:: Task requirements ::
Could you give the records below again exactly as they stand?

Natural language region descriptions:
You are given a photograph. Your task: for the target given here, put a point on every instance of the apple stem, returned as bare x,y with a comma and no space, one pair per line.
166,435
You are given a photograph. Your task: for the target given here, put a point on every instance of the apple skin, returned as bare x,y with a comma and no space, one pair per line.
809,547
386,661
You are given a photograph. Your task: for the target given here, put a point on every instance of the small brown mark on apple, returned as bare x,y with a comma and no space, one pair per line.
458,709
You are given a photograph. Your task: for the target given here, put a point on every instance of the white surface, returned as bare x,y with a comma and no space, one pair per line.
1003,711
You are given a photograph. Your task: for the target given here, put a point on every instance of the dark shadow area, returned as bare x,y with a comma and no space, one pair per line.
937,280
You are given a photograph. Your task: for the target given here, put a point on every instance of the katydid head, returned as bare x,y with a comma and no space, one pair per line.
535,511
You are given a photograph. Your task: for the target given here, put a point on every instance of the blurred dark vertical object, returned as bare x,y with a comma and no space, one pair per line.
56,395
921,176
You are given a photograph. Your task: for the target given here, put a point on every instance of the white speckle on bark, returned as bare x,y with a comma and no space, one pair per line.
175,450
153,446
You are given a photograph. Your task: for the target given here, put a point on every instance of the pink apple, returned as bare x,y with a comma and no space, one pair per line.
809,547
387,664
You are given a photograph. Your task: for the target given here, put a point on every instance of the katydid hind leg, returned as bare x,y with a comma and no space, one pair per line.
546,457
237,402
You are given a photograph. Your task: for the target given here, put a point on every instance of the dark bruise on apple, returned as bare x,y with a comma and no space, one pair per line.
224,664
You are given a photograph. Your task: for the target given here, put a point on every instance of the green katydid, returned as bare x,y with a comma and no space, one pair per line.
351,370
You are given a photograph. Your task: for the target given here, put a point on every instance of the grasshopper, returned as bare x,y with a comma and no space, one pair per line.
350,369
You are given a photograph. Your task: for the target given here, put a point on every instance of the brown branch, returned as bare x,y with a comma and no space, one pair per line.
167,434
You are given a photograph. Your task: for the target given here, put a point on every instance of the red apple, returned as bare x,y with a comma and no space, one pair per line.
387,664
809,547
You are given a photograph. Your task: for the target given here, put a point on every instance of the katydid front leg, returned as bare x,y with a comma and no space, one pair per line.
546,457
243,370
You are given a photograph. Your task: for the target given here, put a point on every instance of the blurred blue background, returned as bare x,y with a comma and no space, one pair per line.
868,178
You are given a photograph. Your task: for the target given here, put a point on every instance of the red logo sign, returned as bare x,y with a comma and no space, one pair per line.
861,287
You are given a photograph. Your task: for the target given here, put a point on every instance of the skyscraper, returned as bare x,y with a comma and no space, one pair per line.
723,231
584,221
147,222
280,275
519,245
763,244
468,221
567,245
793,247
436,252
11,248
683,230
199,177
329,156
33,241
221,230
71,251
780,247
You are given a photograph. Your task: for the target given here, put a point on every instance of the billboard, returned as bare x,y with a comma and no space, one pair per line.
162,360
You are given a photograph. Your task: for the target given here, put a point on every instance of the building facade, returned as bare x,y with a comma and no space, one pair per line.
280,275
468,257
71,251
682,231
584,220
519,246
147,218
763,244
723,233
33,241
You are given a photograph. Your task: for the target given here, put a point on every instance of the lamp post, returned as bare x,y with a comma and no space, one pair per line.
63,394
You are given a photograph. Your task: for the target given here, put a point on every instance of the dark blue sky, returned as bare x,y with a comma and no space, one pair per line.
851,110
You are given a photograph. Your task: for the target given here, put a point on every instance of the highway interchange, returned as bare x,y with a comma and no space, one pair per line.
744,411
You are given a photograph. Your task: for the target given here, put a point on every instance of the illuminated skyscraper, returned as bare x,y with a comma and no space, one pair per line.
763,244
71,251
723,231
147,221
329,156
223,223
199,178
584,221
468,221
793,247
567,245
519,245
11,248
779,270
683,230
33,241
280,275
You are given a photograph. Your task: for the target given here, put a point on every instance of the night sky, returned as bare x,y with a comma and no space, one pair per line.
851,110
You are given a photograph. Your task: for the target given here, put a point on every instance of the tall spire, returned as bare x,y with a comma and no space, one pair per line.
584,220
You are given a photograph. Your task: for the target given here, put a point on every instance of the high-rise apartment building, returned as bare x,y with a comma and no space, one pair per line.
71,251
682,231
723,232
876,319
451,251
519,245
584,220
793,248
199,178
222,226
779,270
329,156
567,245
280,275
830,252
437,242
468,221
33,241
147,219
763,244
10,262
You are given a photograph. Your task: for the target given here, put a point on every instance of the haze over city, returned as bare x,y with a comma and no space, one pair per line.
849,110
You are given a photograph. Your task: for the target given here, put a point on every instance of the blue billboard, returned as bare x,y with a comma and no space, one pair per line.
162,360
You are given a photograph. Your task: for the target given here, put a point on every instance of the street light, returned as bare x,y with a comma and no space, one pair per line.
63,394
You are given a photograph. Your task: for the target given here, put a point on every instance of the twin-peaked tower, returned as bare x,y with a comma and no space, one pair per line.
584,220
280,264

:: Solution ::
You are given a photograph. Your task: for the target given here, put a point on every instance of the apple stem, returned as bare x,y with a comma and no space, one pair per line.
166,435
You are given a photograph. Your task: for the target given here, put a point on every instance of the apple skin, returned as bare x,y with a comma and no space, one pair per line.
809,547
386,661
You are given a photograph. Your task: for the target given here, put a point on every instance of the small brown mark on apple, returned as bare x,y with a comma and no space, one pair per line.
458,709
You are given a photograph. Your task: for the target given here, put a point on every instance of the white surface, returned as bare x,y with a comma and no space, one pair per line.
1003,711
You are given a photograph. Your task: for the target given here, put a point on every instance of the dark shadow area, returned as bare x,y with a comma and no space, one pair per line.
937,280
You are given a photograph. Your task: for the target given here, put a point on every instance of the katydid head, returned as bare x,y with a comma and no space, one pair per line.
535,511
You are given a photograph. Your task: for the target given here, put a point on every instance of the blurred dark vertical object, returned as bare x,y with a comma and no space, one pair per line.
56,395
921,176
You are given a photograph. Your task: for the target given here, put a point on every instance of the white speckle on bark, returned as bare x,y with a comma and no space, one pair per line.
175,450
153,446
You are given a photograph. Your task: for the target given here, put a point on every instance of the pink apple, returned as bare x,y with a comma and no space, one pair per line.
809,547
387,664
You are given a photograph. Your task: for the target given here, put a point on every instance of the katydid hind leg, returned as bare x,y with a comma and no space, one pair per line.
546,457
237,402
You are given a photograph. Your task: for the target given here, put a point on every instance of the dark bruise on apple, returned as bare x,y with a comma and no space, one pair per line.
224,664
You are given a photograph. Your task: for the target given here, put a point on every instance of the green katydid, returned as bare x,y with a comma and no space, one pair per line.
351,370
You are given a photograph. Your task: for the target given here, put a point on every instance of the grasshopper, returned as bare x,y with a comma and no space, one pair per line.
350,369
You are given a photograph. Your task: for the target given here, put a point on every instance of the brown branch, returned as bare x,y with a comma and no space, one pair per line.
167,434
You are given a photograph. Your task: for the target given here, put a point on every instance of the red apple, returned as bare x,y with a comma and no space, one pair per line.
387,664
809,547
You are given a photograph. Your task: for the target given here, put a point on every instance of the katydid front leg, returned as bare x,y with a comma and no space, one pair per line.
546,457
243,370
You are given a photograph. Your task: for the target given here, put a point on every instance of the blurred blue background, returned as bare x,y with a comma and no space, one pair per line.
868,178
You are given a photograph. Your task: for the target given here, put a point on every instance of the red logo sign, returned as bare x,y with a comma and no space, one pair per line.
861,287
You are given a photograph. Your task: for the target given here, put a point on every instance of the skyscraper, returned as bare x,y with a comma and no space, one pair per line.
723,231
584,221
147,222
280,275
519,245
763,244
468,221
567,245
793,247
436,252
11,248
683,230
199,177
329,156
33,241
221,230
71,251
780,247
You are given a photograph. Your task: for the target given here, put a point on every instance of the billboard, returned as bare x,y with a comma and no space, one pair per line.
162,360
You are given a photograph. Your task: for the target given here, put a point on every instance of the building facade, returned as bare x,y with a comma and no space, one pair per line.
280,275
468,257
71,251
682,231
584,220
519,246
147,218
763,244
723,233
33,241
You are given a photograph. Your task: for the target given here, put a point on every instance of the lamp post, returned as bare x,y with a comma and no space, one pair per line.
63,394
You are given a photograph. Your task: for the target given here, put a point on every instance of the dark blue sky, returned as bare x,y with a comma and no space, one pair per line.
851,110
You are given a photograph. Your task: for the target given here, put a point on every instance of the highway interchange, returned as bare x,y with a comma and no space, one pair per line.
744,411
You are given a photograph. Your task: for the target given here, put a point on every instance of the illuminated skyscraper, returned as bare x,y with a comma and no space, one pair per line.
763,244
71,251
723,231
147,221
329,156
223,223
199,178
584,221
468,221
793,247
567,245
519,245
11,248
779,270
683,230
33,241
280,275
You are given a photograph. Your task: for the target given here, put a point on every instance of the night sky, returned as bare x,y with a comma and no space, one pair per line.
851,110
You are given a photograph. Your task: for the target given here, put a point on every instance of the tall spire, returned as bare x,y with a comma and no space, one pair per line.
584,220
You are given a photograph. Your task: for the target given here, put a point on every instance of the high-rise apartment building, returned as bare x,y with a comma and no space, one pair per line.
71,251
682,231
723,232
876,319
451,251
519,245
584,220
793,248
199,178
222,226
779,270
329,156
567,245
280,275
830,252
437,242
468,221
33,241
147,219
763,244
10,262
You are given a photograph. Your task: for the target given here, put a point on every instance of the haze over city, returned as bare x,y with a comma and no space, one pair per line.
849,110
You are given a photograph. Your task: for the target given here, put a point on every instance of the blue billboard, returned as bare x,y with a comma and no space, one pair per line.
162,360
You are given a photograph. Your task: for the target given here, put a point on every instance of the street light, returned as bare x,y with a comma and no space, one pair per line.
63,394
You are given a photograph. Your task: for the target given here, put a point on every instance of the twin-peaked tower, returned as bare x,y with a comma and no space, one pair per line.
584,220
280,264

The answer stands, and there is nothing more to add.